Cela pose bien évidemment le problème de savoir si le connard mérite
d’être blâmé : si non content d’être moralement dans l’erreur (en
pensant qu’il a le droit à des avantages spéciaux) et incurable (car
immunisé aux arguments d’autrui ),
le connard est aussi un produit culturel, peut-on encore le tenir pour
responsable de ses actes et le blâmer ? Après de longues considérations
sur le type de responsabilité qui justifie le blâme, l’auteur conclut
que oui : le connard mérite d’être blâmé, justement parce qu’il pense
comme un connard. Toute autre solution reviendrait à conclure que le
connard ne peut pas être blâmé précisément parce qu’il est un connard,
une solution somme toute très paradoxale.
Mais l’idée que la fabrique du connard est principalement culturelle
pose un autre problème : celle des effets délétères de la multiplication
des connards dans des cultures où chacun se sent dans son bon droit de
biaiser les règles de la coopération à son propre avantage. Plus
particulièrement, l’auteur s’intéresse dans le chapitre 6 à la
dégradation possible de la culture capitaliste dans une forme dévoyée
qu’il appelle le "capitalisme de connards" (asshole capitalism).

Tâches:
• 1. D'après l'extrait, pourquoi l'auteur conclut-il que le connard mérite d'être blâmé ? Répondez en une à trois phrases.
• 2. Reproduisez fidèlement l'extrait en commençant à « Cela pose bien » et en terminant à « toute très paradoxale. ».
• 3. Les affirmations suivantes sont-elles conformes à l'extrait ? Pour chacune, répondez par oui ou par non et citez les mots du texte qui permettent de trancher.
(a) Le connard est immunisé aux arguments d'autrui.
(b) L'auteur conclut que le connard ne mérite pas d'être blâmé.
(c) Le chapitre 6 traite de la dégradation possible de la culture capitaliste.
La liste qui suit ne joue aucun rôle dans ce travail.

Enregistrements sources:
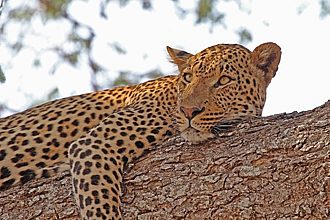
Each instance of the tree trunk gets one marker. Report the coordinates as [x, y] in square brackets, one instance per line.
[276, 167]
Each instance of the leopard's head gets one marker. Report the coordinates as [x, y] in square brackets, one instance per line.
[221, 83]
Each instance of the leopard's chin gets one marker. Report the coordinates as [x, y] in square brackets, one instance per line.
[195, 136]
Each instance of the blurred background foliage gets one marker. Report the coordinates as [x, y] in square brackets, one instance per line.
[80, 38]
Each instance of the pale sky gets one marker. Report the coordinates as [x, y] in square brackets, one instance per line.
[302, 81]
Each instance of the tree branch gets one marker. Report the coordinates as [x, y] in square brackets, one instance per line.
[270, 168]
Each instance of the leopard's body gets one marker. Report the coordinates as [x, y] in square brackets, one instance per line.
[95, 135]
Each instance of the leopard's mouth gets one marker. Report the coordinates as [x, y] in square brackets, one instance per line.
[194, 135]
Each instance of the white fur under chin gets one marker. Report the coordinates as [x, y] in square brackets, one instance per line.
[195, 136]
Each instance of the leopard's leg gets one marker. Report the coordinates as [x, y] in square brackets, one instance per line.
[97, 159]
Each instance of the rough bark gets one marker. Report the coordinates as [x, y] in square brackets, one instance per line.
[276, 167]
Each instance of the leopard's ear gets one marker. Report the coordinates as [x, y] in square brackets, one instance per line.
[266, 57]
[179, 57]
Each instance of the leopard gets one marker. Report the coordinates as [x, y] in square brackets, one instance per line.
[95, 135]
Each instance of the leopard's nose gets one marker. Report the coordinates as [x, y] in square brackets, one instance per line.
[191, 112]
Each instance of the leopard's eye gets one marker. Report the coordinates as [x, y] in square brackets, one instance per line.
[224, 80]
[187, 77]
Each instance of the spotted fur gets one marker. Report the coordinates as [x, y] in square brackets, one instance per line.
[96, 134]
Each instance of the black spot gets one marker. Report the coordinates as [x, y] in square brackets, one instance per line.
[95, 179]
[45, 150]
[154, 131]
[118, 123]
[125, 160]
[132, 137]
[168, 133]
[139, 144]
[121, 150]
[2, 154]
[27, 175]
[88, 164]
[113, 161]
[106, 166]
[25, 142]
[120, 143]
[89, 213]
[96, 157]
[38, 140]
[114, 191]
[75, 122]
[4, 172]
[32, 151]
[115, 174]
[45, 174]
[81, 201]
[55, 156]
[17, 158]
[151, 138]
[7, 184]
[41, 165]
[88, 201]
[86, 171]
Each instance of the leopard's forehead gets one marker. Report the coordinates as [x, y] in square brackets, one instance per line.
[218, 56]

==

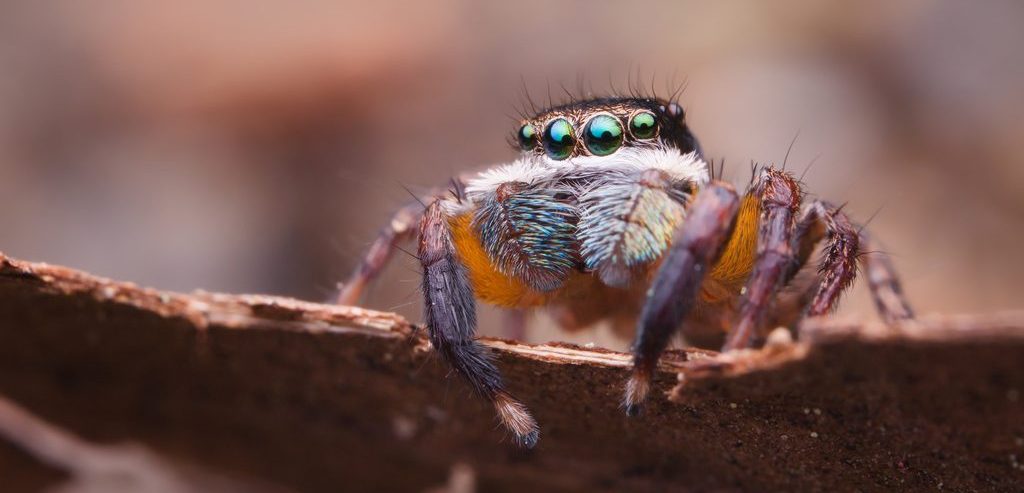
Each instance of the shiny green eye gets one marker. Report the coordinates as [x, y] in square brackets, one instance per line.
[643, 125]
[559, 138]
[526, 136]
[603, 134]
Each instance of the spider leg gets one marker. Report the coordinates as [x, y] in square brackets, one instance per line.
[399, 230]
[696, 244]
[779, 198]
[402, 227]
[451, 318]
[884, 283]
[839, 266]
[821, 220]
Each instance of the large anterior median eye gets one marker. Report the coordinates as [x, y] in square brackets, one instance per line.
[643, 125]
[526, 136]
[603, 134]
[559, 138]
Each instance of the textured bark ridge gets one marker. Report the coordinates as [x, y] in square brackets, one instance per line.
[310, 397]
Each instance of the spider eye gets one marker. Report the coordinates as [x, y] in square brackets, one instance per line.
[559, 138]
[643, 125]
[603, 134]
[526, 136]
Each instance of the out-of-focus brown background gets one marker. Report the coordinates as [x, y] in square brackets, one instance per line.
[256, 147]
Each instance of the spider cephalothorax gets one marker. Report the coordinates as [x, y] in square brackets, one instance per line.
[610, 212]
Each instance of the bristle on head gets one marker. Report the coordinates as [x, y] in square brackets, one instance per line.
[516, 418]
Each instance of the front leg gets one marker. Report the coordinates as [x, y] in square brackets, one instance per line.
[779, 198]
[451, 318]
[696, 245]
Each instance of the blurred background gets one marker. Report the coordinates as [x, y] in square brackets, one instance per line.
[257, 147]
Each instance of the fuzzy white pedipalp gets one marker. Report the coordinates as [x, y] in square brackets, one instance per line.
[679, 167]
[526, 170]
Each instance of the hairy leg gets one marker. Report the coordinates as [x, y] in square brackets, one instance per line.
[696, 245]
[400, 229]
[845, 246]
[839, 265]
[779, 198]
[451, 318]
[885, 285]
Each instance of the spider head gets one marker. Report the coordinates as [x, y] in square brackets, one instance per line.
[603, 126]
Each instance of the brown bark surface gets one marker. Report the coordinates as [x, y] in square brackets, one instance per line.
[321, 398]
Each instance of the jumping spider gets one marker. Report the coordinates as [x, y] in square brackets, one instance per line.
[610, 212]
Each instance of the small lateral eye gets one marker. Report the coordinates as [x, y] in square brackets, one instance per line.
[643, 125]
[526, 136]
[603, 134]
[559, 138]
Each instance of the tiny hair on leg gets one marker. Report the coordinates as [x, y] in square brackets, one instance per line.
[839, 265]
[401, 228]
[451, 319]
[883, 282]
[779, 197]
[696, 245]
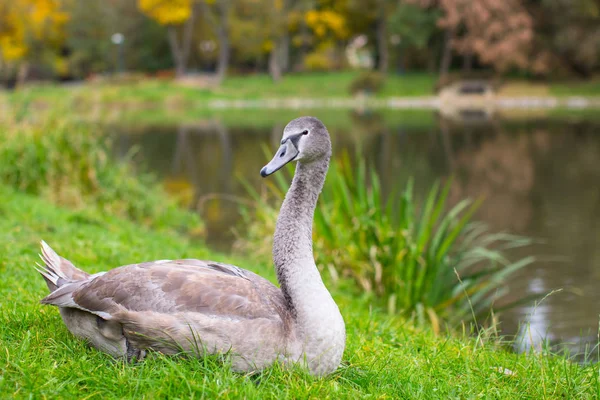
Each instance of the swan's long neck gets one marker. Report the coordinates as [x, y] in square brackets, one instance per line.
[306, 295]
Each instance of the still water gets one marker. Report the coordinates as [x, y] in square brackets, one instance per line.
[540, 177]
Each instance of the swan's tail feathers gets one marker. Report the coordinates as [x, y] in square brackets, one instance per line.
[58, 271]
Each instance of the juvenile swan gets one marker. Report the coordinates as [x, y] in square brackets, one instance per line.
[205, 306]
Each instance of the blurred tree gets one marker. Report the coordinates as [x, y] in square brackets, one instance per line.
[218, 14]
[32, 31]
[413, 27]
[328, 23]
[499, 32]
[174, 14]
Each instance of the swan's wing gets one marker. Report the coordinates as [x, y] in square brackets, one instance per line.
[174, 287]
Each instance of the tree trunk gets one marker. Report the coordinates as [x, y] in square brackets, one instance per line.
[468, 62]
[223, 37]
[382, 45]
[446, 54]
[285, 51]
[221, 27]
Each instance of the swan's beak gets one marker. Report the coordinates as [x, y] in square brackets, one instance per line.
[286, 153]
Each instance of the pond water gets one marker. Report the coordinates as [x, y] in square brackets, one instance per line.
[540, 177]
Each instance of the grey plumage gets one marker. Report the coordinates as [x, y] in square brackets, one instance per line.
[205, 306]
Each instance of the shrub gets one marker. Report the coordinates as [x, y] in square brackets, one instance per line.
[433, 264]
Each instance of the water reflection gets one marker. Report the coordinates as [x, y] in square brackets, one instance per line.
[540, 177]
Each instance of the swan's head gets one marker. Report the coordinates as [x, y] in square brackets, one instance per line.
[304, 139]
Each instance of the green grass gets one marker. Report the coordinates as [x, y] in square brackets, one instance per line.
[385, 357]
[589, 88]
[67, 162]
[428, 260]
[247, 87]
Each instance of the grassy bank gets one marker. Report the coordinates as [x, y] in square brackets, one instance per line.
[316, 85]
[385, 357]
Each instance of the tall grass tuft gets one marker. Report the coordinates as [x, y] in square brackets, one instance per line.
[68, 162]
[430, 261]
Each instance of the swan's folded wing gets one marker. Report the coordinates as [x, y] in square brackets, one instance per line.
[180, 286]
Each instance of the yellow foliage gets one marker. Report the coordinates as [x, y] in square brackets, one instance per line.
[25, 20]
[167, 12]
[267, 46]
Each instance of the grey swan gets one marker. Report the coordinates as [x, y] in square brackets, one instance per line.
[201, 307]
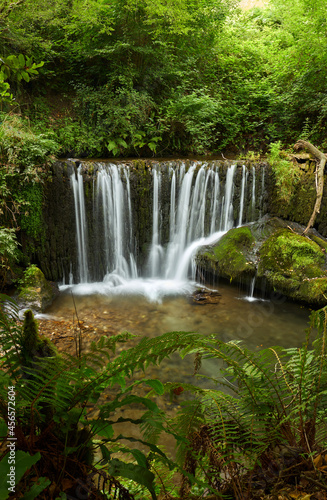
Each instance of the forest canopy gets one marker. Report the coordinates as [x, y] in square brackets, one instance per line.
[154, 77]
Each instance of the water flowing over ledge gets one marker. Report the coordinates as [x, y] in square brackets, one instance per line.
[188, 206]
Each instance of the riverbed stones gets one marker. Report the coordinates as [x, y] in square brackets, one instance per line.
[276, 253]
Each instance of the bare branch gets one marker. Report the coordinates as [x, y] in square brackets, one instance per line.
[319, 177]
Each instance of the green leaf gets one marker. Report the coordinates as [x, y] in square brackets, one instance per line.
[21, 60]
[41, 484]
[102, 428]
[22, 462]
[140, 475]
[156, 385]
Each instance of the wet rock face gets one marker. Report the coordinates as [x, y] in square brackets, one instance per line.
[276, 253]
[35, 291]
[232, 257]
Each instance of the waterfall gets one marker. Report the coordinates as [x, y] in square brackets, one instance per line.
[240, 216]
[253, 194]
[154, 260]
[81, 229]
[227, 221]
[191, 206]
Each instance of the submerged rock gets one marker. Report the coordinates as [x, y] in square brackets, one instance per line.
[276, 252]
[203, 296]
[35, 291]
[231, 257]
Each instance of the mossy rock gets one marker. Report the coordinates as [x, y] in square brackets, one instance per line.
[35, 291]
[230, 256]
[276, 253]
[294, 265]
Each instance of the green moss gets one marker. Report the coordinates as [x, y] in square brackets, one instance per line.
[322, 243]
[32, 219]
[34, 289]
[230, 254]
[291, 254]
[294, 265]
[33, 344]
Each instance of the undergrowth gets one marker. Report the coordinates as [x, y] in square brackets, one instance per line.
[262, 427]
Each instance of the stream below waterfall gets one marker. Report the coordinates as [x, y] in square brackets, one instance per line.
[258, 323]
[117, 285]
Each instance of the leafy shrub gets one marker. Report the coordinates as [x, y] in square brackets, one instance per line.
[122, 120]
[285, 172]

---

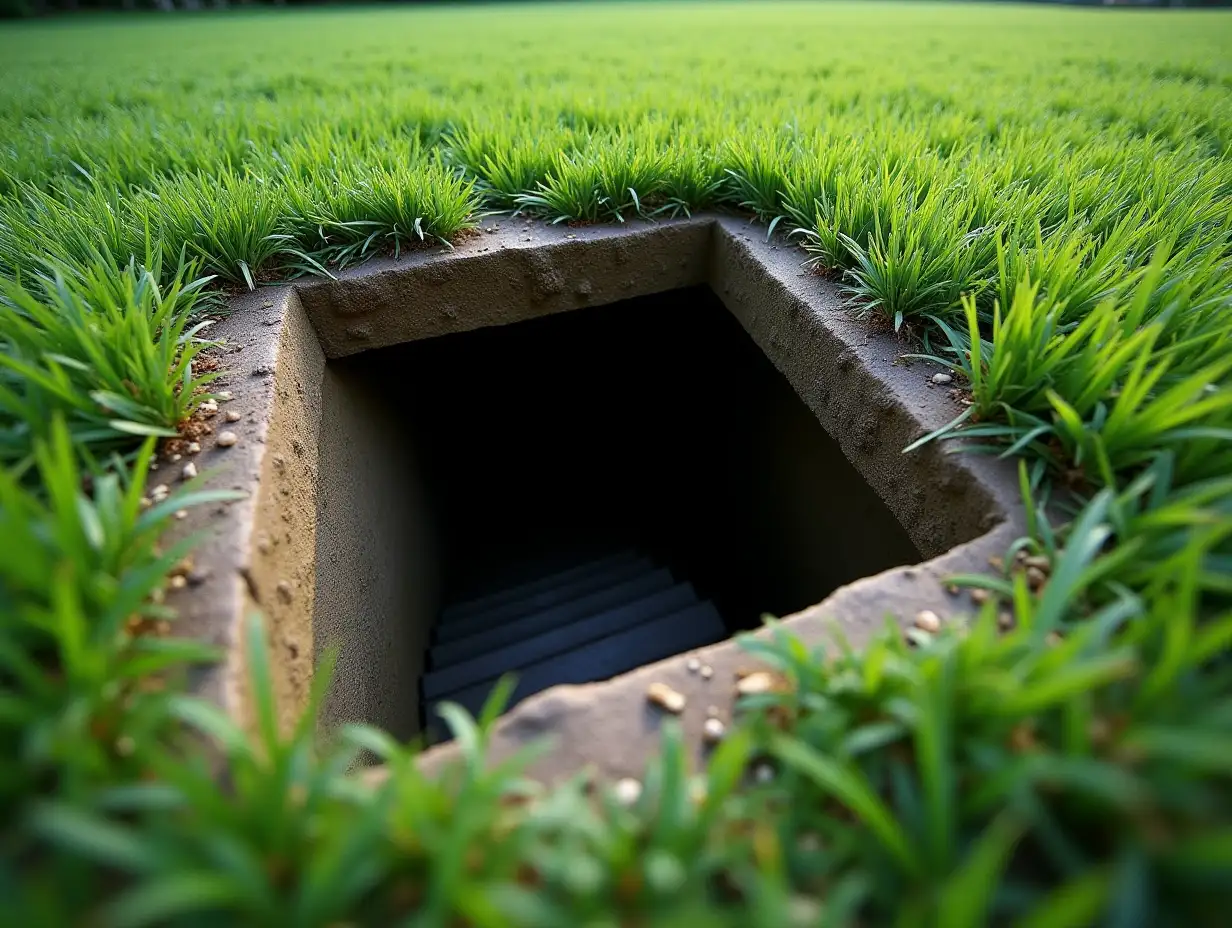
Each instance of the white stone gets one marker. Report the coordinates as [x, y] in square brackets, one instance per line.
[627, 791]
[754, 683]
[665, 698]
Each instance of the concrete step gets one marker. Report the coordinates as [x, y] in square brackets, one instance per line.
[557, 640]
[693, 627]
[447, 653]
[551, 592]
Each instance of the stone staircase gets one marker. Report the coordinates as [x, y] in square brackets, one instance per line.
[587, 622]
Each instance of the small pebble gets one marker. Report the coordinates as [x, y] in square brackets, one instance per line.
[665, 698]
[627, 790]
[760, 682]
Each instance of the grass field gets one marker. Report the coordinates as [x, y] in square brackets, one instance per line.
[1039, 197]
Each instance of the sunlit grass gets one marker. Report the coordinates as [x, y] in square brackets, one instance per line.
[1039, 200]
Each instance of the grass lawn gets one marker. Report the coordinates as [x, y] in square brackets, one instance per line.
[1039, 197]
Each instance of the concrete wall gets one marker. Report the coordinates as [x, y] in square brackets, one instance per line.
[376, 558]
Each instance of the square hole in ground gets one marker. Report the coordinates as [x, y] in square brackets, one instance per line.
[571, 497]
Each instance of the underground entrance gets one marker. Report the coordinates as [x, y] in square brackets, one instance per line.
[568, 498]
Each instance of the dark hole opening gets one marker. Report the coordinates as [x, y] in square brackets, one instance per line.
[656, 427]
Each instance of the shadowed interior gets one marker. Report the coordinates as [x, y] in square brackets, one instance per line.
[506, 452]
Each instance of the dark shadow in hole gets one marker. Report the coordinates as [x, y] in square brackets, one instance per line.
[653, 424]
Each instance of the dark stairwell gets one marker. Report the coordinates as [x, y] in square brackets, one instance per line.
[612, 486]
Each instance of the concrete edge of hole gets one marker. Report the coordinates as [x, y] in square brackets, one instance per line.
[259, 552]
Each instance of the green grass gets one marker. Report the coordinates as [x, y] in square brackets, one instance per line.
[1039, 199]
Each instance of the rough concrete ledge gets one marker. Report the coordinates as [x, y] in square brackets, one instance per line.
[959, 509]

Corrigé:
• 1. L'auteur conclut que le connard mérite d'être blâmé justement parce qu'il pense comme un connard. Toute autre solution reviendrait à dire qu'on ne peut pas le blâmer précisément parce qu'il est un connard. Ce serait une solution très paradoxale.

• 2.
Cela pose bien évidemment le problème de savoir si le connard mérite
d’être blâmé : si non content d’être moralement dans l’erreur (en
pensant qu’il a le droit à des avantages spéciaux) et incurable (car
immunisé aux arguments d’autrui ),
le connard est aussi un produit culturel, peut-on encore le tenir pour
responsable de ses actes et le blâmer ? Après de longues considérations
sur le type de responsabilité qui justifie le blâme, l’auteur conclut
que oui : le connard mérite d’être blâmé, justement parce qu’il pense
comme un connard. Toute autre solution reviendrait à conclure que le
connard ne peut pas être blâmé précisément parce qu’il est un connard,
une solution somme toute très paradoxale.

• 3.
(a) Oui : « immunisé aux arguments d’autrui ».
(b) Non : « l’auteur conclut que oui : le connard mérite d’être blâmé ».
(c) Oui : « l’auteur s’intéresse dans le chapitre 6 à la dégradation possible de la culture capitaliste ».